(Collection entries)
** BEGIN **

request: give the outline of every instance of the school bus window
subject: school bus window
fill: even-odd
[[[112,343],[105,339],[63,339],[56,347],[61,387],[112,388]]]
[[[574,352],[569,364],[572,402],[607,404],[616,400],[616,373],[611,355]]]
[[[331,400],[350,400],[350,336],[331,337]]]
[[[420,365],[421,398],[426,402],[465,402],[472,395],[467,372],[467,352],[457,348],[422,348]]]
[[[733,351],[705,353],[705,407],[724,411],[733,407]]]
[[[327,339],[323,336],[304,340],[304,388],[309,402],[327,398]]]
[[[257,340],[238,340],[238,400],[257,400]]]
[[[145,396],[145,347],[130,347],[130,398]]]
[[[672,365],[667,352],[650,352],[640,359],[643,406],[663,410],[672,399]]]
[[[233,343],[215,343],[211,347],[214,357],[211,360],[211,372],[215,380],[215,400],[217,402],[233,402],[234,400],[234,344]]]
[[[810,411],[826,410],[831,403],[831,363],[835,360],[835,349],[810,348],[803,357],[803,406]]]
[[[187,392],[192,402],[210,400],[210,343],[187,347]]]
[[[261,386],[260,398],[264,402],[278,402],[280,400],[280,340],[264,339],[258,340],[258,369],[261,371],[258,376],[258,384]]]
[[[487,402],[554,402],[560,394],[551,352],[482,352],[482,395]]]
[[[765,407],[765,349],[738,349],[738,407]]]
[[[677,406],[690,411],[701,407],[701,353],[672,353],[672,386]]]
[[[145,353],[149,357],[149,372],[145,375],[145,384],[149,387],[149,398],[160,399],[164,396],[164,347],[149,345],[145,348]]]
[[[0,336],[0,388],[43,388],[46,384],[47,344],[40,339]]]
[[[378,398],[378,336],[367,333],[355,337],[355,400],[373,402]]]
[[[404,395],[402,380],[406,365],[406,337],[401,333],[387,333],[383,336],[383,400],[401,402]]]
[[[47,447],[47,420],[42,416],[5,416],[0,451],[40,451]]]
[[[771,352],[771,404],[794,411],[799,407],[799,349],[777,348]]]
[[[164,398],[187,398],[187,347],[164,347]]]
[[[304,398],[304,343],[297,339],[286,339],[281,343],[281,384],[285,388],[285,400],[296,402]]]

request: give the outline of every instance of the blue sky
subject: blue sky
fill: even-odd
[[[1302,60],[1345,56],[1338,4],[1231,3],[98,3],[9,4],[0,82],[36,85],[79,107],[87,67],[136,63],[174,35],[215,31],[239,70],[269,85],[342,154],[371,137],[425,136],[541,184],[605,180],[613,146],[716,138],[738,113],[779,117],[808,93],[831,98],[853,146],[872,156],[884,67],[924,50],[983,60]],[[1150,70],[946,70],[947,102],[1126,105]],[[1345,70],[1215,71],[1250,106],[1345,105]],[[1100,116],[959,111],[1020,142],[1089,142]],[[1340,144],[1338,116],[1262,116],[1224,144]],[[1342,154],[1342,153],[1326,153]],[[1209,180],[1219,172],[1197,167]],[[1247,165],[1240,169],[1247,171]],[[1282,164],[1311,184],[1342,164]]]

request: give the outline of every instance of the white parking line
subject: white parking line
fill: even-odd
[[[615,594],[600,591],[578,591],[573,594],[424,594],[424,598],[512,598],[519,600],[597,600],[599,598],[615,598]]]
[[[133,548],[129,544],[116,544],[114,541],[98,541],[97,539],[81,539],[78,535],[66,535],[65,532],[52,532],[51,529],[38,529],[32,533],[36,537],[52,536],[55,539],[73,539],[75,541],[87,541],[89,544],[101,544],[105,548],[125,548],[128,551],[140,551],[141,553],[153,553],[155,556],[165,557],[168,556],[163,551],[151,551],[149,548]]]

** END **

> [Task statement]: Reproduce the lines of every item above without any changes.

> [Result]:
request: give the outline of every instance of the school bus window
subject: school bus window
fill: even-odd
[[[112,343],[105,339],[63,339],[56,347],[61,387],[112,388]]]
[[[574,352],[569,364],[572,402],[607,404],[616,400],[616,373],[611,355]]]
[[[331,400],[350,400],[350,336],[331,337]]]
[[[420,365],[421,398],[426,402],[465,402],[472,395],[467,372],[467,352],[457,348],[422,348]]]
[[[733,351],[705,353],[705,407],[724,411],[733,407]]]
[[[327,339],[323,336],[304,340],[304,388],[309,402],[327,398]]]
[[[257,340],[238,340],[238,400],[257,400]]]
[[[145,396],[145,347],[130,347],[130,398]]]
[[[672,365],[667,352],[650,352],[640,359],[643,406],[663,410],[672,399]]]
[[[233,343],[215,343],[211,347],[214,357],[211,360],[211,372],[215,380],[215,400],[217,402],[233,402],[234,400],[234,344]]]
[[[810,411],[826,410],[831,403],[831,363],[835,360],[835,349],[810,348],[803,357],[803,406]]]
[[[187,392],[192,402],[210,400],[210,343],[187,347]]]
[[[261,386],[260,398],[264,402],[278,402],[280,400],[280,340],[264,339],[258,340],[258,369],[261,371],[258,376],[258,384]]]
[[[487,402],[554,402],[560,394],[551,352],[482,352],[482,395]]]
[[[765,407],[765,349],[738,349],[738,407]]]
[[[677,406],[690,411],[701,407],[701,353],[672,353],[672,386]]]
[[[145,353],[149,357],[149,372],[145,375],[145,384],[149,387],[149,398],[160,399],[164,396],[164,347],[149,345],[145,348]]]
[[[0,336],[0,388],[43,388],[46,384],[47,344],[40,339]]]
[[[378,398],[378,336],[367,333],[355,337],[355,400],[373,402]]]
[[[404,395],[402,380],[406,365],[406,337],[401,333],[387,333],[383,336],[383,400],[401,402]]]
[[[47,447],[47,420],[42,416],[5,416],[0,451],[40,451]]]
[[[771,352],[771,404],[794,411],[799,407],[799,349],[777,348]]]
[[[164,398],[187,398],[187,347],[164,347]]]
[[[304,398],[304,343],[297,339],[286,339],[281,343],[281,384],[285,388],[285,400],[296,402]]]

request: give the outline of every instance of the blue sky
subject: blue sky
fill: even-odd
[[[1302,60],[1345,56],[1338,4],[1231,3],[98,3],[9,4],[0,82],[36,85],[79,107],[87,67],[136,63],[174,35],[215,31],[239,70],[269,85],[342,154],[371,137],[425,136],[541,184],[605,180],[613,146],[716,138],[738,113],[779,117],[808,93],[831,98],[853,146],[872,156],[884,67],[924,50],[983,60]],[[1150,70],[946,70],[947,102],[1126,105]],[[1345,70],[1215,71],[1250,106],[1345,105]],[[1100,116],[959,111],[1020,142],[1089,142]],[[1340,144],[1338,116],[1262,116],[1224,144]],[[1342,154],[1342,153],[1326,153]],[[1209,180],[1219,172],[1197,167]],[[1247,165],[1240,169],[1247,171]],[[1282,164],[1311,184],[1342,164]]]

request: give the outline of every instance of the white parking line
subject: white parking line
fill: even-odd
[[[615,594],[600,591],[578,591],[573,594],[424,594],[424,598],[512,598],[519,600],[597,600],[599,598],[615,598]]]
[[[133,548],[129,544],[116,544],[114,541],[98,541],[97,539],[81,539],[78,535],[66,535],[65,532],[52,532],[51,529],[38,529],[32,533],[36,537],[52,536],[55,539],[73,539],[75,541],[87,541],[89,544],[101,544],[105,548],[125,548],[128,551],[140,551],[141,553],[153,553],[155,556],[165,557],[168,556],[163,551],[151,551],[149,548]]]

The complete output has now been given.